Selected extract -
Friday, December 3, 2010

Latin Meets Rock n' Roll number III

Tuesday, December 3rd at the Midway Cafe in Jamaica Plain

Friday, October 29, 2010

Latin Meets Rock n' Roll

happening this Tuesday at the Midway cafe in Jamaica Plain. It's the Boston release party for the Barbes records compilation "The Roots of Chicha volume 2" and I'll be playing a bunch of chicha singles.

Monday, October 25, 2010

The Intercontinental featured in the College Music Journal

the Intercontinental was featured in the September issue of the College Music Journal. A small feature was published in the print journal in an article by Marisa Aveling called "Five Special Specilay Shows" [pdf] and a longer feature appeared online at Here is the basic text from the online version:

Specialty Show Profile: The Intercontinental, WMBR

Jesse Kaminsky, host of The Intercontinental – WMBR’s ‘international’ specialty show
Give us a brief rundown on the history of the show.
I started the Intercontinental in 2006 as a way to explore some of the more
obscure sounds from around the world. I felt like the ‘world village’ idea of a
global culture was the dominant model for foreign music on the radio, and that really left me cold. That mentality seems to be based on the idea of the west as cultural compass and bankroll and felt a lot like the mondo type exhibition without context. I was really interested in tapping into the type of cultural movements that have been happening for centuries independently of the US. The Yugoslavian fascination with mariachi music or Japanese-Cuban music, for instance, produced some really fascinating records, made only for the domestic markets in those countries.

How did you get interested in ‘international’ music in the first place?
Growing up in Arkansas before the internet was a really off the ground, it was
difficult to find anything other than local bands and the current top 40. I was really hungry for something else, though, so I just tried to use every resource to cast a wide net and listened to anything that might possibly be interesting. I would ask every foreign exchange student what they were listening to. I had a lot of weird tape dubs of Yugoslavian ska punk bands in high school. I went to local punk shows in high school but was also trying to find where to order Conlon Nancorrow CDs or whatever music was the farthest from what I already knew, it was all in pretty much the same category for me. I didn’t really focus exclusively on international music until the idea for the show came along, it’s really taken over my life since then.

The music you play comes from almost every country imaginable. How do you source it all?
It can be really difficult to crack into a stream of culture that wasn’t meant for
you, especially if it doesn’t exist anymore or is all in a script that I can’t read.

Supplied information -
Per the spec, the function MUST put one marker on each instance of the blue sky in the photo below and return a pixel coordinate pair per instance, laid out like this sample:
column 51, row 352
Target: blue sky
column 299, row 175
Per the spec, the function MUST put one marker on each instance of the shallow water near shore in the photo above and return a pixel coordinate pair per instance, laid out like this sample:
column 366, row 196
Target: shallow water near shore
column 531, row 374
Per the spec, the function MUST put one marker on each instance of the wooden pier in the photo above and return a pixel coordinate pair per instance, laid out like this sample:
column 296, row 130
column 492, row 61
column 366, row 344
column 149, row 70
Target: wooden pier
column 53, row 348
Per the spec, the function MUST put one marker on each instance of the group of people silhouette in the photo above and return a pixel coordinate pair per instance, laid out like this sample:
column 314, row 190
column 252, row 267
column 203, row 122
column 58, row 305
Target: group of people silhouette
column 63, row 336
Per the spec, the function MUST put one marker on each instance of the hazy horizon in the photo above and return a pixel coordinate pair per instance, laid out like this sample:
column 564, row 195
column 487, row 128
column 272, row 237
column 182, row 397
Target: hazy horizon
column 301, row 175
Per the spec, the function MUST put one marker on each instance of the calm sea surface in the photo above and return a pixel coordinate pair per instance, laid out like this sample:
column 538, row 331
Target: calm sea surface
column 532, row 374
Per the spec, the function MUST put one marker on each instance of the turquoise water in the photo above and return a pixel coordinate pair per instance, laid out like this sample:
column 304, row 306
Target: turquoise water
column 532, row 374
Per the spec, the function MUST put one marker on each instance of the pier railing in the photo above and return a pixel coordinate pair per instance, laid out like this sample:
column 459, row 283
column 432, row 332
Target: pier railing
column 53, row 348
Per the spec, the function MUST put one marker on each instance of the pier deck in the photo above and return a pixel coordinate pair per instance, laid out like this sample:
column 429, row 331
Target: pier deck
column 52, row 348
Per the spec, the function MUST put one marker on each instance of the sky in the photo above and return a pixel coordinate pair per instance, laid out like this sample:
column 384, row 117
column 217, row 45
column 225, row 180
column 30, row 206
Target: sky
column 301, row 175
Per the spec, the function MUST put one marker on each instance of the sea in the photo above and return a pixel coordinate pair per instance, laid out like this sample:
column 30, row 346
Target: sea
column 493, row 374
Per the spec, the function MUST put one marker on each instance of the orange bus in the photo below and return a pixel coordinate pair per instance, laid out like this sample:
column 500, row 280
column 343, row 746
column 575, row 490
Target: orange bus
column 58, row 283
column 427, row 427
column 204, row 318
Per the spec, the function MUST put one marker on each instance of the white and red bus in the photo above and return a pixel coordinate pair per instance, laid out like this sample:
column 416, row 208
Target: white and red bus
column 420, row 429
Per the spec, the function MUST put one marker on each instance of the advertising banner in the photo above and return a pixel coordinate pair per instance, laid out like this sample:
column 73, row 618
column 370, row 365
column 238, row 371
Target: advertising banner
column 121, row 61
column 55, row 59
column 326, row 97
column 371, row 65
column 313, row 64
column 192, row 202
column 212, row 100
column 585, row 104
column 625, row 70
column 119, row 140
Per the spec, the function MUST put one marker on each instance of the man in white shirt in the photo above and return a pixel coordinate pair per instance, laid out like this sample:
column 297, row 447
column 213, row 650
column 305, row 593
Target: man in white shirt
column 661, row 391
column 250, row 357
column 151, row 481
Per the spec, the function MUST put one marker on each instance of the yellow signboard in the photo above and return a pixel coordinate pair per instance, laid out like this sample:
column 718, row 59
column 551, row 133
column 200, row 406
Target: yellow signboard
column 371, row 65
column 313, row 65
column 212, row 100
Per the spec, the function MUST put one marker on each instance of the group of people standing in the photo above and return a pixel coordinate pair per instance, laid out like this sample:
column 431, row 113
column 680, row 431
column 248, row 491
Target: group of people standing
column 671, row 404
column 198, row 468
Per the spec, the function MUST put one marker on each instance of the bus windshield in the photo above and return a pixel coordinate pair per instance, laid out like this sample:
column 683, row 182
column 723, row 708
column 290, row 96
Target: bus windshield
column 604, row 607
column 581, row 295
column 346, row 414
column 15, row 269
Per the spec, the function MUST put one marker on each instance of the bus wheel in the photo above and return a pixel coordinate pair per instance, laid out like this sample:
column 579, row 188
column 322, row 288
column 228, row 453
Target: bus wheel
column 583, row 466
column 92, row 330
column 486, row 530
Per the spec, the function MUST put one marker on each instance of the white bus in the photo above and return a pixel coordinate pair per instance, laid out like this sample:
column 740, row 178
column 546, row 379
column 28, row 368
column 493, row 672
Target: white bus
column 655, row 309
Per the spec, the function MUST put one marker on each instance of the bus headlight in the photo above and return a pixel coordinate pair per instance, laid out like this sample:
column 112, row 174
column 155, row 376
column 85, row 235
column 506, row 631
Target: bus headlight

Required task A - List every date that heads a post on the Intercontinental blog page.
Required task B - Repeat the Intercontinental blog page between "Monday, October 25, 2010" and "of the show.", inclusive.
The items above play no role here.

Full output A -
Friday, December 3, 2010
Friday, October 29, 2010
Monday, October 25, 2010

Full output B -
Monday, October 25, 2010

The Intercontinental featured in the College Music Journal

the Intercontinental was featured in the September issue of the College Music Journal. A small feature was published in the print journal in an article by Marisa Aveling called "Five Special Specilay Shows" [pdf] and a longer feature appeared online at Here is the basic text from the online version:

Specialty Show Profile: The Intercontinental, WMBR

Jesse Kaminsky, host of The Intercontinental – WMBR’s ‘international’ specialty show
Give us a brief rundown on the history of the show.